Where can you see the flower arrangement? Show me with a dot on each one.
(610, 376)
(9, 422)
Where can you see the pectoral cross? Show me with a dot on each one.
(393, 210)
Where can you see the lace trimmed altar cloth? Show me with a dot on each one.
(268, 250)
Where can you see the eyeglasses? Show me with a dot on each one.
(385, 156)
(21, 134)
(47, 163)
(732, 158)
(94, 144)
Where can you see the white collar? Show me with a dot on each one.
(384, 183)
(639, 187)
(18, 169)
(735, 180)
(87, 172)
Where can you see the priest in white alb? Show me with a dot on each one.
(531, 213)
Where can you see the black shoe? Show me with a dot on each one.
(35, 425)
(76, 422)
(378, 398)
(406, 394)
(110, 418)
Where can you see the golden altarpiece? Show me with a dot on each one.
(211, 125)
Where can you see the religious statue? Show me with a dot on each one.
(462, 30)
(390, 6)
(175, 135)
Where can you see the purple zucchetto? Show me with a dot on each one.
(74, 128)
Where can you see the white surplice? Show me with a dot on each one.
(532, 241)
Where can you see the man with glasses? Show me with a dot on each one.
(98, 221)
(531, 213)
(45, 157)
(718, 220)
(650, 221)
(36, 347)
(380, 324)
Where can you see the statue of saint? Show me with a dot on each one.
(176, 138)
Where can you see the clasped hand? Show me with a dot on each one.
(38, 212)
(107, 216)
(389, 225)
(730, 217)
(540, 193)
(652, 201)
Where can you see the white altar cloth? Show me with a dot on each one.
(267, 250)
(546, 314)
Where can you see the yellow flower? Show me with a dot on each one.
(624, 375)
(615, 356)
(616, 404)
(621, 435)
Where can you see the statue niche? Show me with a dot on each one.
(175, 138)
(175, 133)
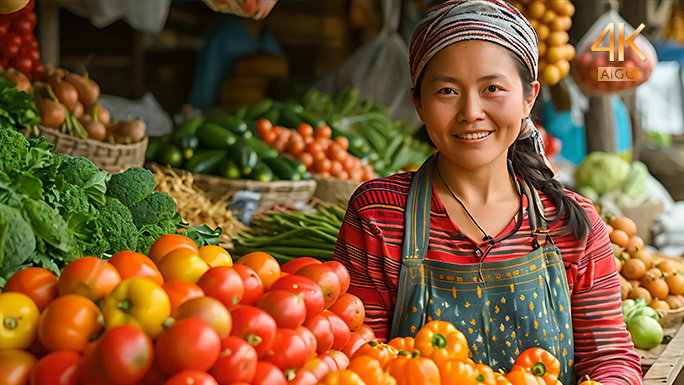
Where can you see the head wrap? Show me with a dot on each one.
(495, 21)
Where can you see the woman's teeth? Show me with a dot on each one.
(478, 135)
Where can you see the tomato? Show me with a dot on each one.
(215, 256)
(342, 273)
(194, 377)
(69, 322)
(325, 277)
(188, 344)
(15, 366)
(236, 363)
(224, 284)
(340, 330)
(183, 264)
(130, 264)
(181, 291)
(268, 374)
(289, 350)
(167, 243)
(350, 308)
(89, 277)
(255, 326)
(38, 283)
(254, 288)
(292, 266)
(287, 308)
(18, 321)
(321, 328)
(209, 310)
(313, 296)
(266, 267)
(57, 368)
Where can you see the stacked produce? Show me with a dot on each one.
(551, 20)
(185, 314)
(19, 45)
(288, 235)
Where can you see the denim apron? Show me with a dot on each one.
(502, 307)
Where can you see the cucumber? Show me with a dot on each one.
(261, 173)
(213, 136)
(228, 169)
(232, 123)
(281, 168)
(205, 161)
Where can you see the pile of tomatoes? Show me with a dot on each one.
(182, 315)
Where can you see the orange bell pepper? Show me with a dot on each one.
(406, 344)
(370, 371)
(441, 341)
(541, 363)
(409, 370)
(381, 352)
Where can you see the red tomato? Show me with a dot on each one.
(287, 308)
(188, 344)
(313, 296)
(89, 277)
(327, 280)
(309, 340)
(268, 374)
(289, 350)
(321, 328)
(350, 308)
(340, 330)
(224, 284)
(255, 326)
(37, 283)
(236, 363)
(254, 288)
(292, 266)
(342, 273)
(194, 377)
(181, 291)
(130, 264)
(57, 368)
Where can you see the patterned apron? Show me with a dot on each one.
(503, 307)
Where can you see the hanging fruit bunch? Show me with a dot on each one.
(552, 20)
(18, 44)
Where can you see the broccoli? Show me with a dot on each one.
(117, 226)
(132, 185)
(13, 149)
(156, 208)
(77, 170)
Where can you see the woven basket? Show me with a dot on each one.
(272, 193)
(335, 190)
(109, 157)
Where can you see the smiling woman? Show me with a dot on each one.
(482, 235)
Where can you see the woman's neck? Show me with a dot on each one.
(482, 186)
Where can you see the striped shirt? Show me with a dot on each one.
(370, 242)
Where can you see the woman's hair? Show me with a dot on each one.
(532, 169)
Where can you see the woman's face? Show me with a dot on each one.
(471, 101)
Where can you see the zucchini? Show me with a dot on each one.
(232, 123)
(213, 136)
(205, 161)
(281, 168)
(261, 173)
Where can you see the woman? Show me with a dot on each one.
(481, 235)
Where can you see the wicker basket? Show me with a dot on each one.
(335, 190)
(109, 157)
(272, 193)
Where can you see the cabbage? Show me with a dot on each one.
(602, 171)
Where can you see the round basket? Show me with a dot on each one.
(108, 157)
(272, 193)
(335, 190)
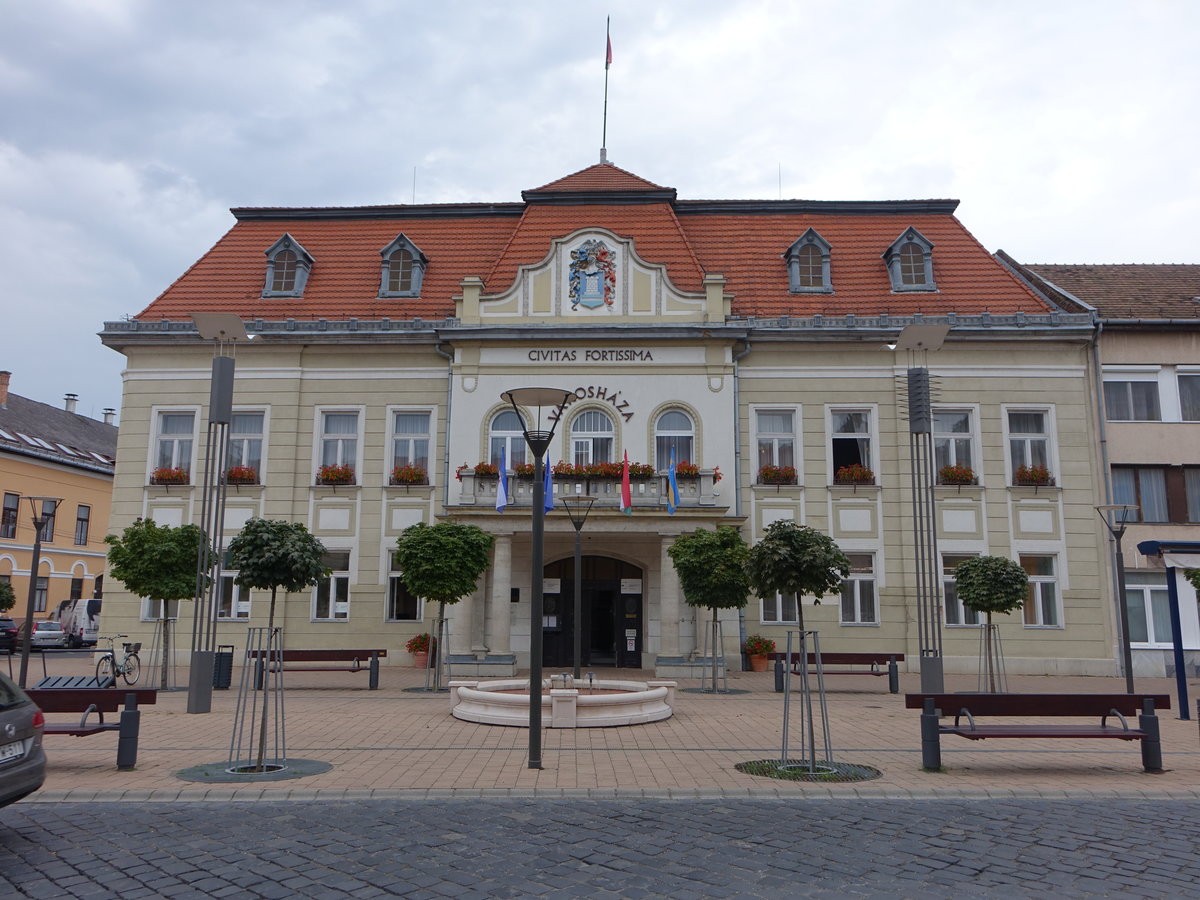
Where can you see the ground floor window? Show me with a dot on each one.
(858, 604)
(1042, 604)
(779, 610)
(1150, 610)
(402, 604)
(233, 599)
(331, 599)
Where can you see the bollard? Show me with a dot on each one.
(127, 735)
(930, 738)
(1151, 744)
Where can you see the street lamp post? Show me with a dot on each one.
(539, 442)
(577, 508)
(37, 505)
(1122, 600)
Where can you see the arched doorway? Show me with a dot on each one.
(613, 629)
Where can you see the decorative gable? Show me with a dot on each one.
(287, 268)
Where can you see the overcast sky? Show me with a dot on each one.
(1068, 129)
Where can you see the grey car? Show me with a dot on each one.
(22, 756)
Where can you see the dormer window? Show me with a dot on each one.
(287, 268)
(403, 268)
(808, 265)
(910, 261)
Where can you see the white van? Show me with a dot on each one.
(81, 621)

### [Problem to solve]
Copy every one of the records above word for word, omitting the pictures.

### [Task answer]
Where can you see the flower arrangement? Show me with a dot on each one.
(610, 376)
(9, 422)
Where can you see the pectoral cross? Show me with a dot on each one.
(393, 210)
Where can you see the lace trimmed altar cloth? Show me with a dot on each one.
(268, 250)
Where can you see the eyeglasses? Show me with a dot on each one.
(385, 156)
(21, 134)
(47, 163)
(732, 158)
(94, 144)
Where can you see the white collar? Show me with a dot on each one.
(384, 183)
(639, 187)
(18, 169)
(735, 180)
(87, 172)
Where can you see the priest in white alb? Show me with a dot on each one.
(531, 213)
Where can you see the black shoe? Show me with a dot on each one.
(35, 425)
(76, 422)
(378, 398)
(406, 394)
(110, 418)
Where can you see the golden altarpiece? Show me with a dot on each one.
(211, 125)
Where can you see the religious statue? Show me with a dot on each one.
(462, 30)
(390, 6)
(175, 135)
Where can you see the purple zucchetto? Show me with a dot on each one.
(74, 128)
Where can you see the white surplice? Show me with a dot on each one.
(532, 241)
Where can you see the man with glasses? Show me with a dot on each one.
(98, 221)
(531, 213)
(45, 157)
(718, 220)
(650, 221)
(36, 347)
(380, 324)
Where can you see the statue of saint? Show me with a dot on each one.
(176, 138)
Where can you see the clasped hand? Show me with a dot on each one.
(38, 212)
(107, 216)
(389, 225)
(730, 217)
(540, 193)
(652, 201)
Where can you see the white altar cloth? Show me with a dot on each one.
(267, 250)
(546, 314)
Where can you see the yellow flower? Show me with a dot on each one.
(624, 375)
(615, 356)
(616, 404)
(621, 435)
Where can you see the statue niche? Show me with a dot on each one.
(175, 138)
(175, 133)
Where can you see the head wrap? Show me with a dot on each one.
(495, 21)
Where can you see the woman's teeth? Show me with a dot on each one.
(478, 135)
Where can you see the tomato? Show me with a dot on each one.
(215, 256)
(342, 273)
(194, 377)
(69, 322)
(325, 277)
(188, 344)
(15, 366)
(236, 363)
(224, 284)
(340, 330)
(183, 264)
(130, 264)
(181, 291)
(268, 374)
(289, 350)
(167, 243)
(350, 308)
(89, 277)
(255, 326)
(38, 283)
(254, 288)
(292, 266)
(287, 308)
(18, 321)
(321, 328)
(209, 310)
(313, 296)
(266, 267)
(57, 368)
Where can you see the stacked produce? Show me with a dot on each one.
(551, 20)
(185, 314)
(19, 45)
(288, 235)
Where can you see the denim apron? Show me with a dot on each one.
(502, 307)
Where can you see the cucumber? Show me with a dot on each one.
(261, 173)
(213, 136)
(228, 169)
(232, 123)
(281, 168)
(205, 161)
Where can you see the pile of tomatoes? Show me with a dot on each one.
(182, 315)
Where can you see the orange bell pepper? Show me with a dot on each one.
(406, 344)
(370, 371)
(441, 341)
(541, 363)
(409, 370)
(381, 352)
Where can you see the red tomato? Show me with a dot on each one.
(287, 308)
(188, 344)
(313, 296)
(89, 277)
(327, 280)
(309, 340)
(268, 374)
(289, 350)
(321, 328)
(350, 308)
(340, 330)
(224, 284)
(255, 326)
(37, 283)
(236, 363)
(254, 288)
(292, 266)
(342, 273)
(194, 377)
(181, 291)
(130, 264)
(57, 368)
Where can you see the patterned apron? Show me with a dot on each one.
(503, 307)
Where can you see the hanging fruit bunch? Show me with a dot on each one.
(552, 20)
(18, 44)
Where can you see the broccoli? Show me with a dot on each one.
(117, 226)
(132, 185)
(13, 149)
(156, 208)
(77, 170)
Where can you see the woven basket? Show me with a dot on each one.
(272, 193)
(335, 190)
(109, 157)
Where can you see the smiling woman? Show me with a dot on each one.
(482, 235)
Where can you see the woman's neck? Show me with a dot on each one.
(482, 186)
Where can you see the striped shirt? Show me with a dot on each one.
(370, 242)
Where can you see the woman's hair? Show me with a dot on each one.
(532, 169)
Where can you see the woman's face? Show me with a dot on each one.
(471, 101)
Where can you see the zucchini? Show me with a dot on each one.
(232, 123)
(213, 136)
(205, 161)
(281, 168)
(261, 173)
Where can you see the woman? Show me with a dot on each one.
(481, 235)
Where can you see the wicker basket? Show me with a dot on each one.
(335, 190)
(109, 157)
(272, 193)
Where can you see the cabbage? Show me with a dot on each one.
(602, 171)
Where can you see the round basket? Show me with a dot on each one.
(108, 157)
(272, 193)
(335, 190)
Where can you see the ground floor window? Show me with a dot on each one.
(858, 604)
(1042, 604)
(779, 610)
(1150, 610)
(402, 604)
(233, 599)
(331, 599)
Where can you see the bollard? Show me with a dot on each one.
(127, 735)
(930, 738)
(1151, 744)
Where can you see the street lamp post? Show me with a dot on each one.
(539, 442)
(577, 508)
(37, 505)
(1122, 600)
Where can you see the arched doorway? Show me with a dot on each one.
(613, 629)
Where can you see the decorative gable? Show me with a dot on each one.
(287, 268)
Where can you see the overcast sky? Show me with a dot on each one.
(1068, 129)
Where can you see the grey car? Show me with a dot on each one.
(22, 756)
Where can you see the dormer window? Show me with a dot on each one.
(287, 268)
(403, 268)
(808, 265)
(910, 261)
Where can you see the white van? Show me with a dot on each one.
(81, 621)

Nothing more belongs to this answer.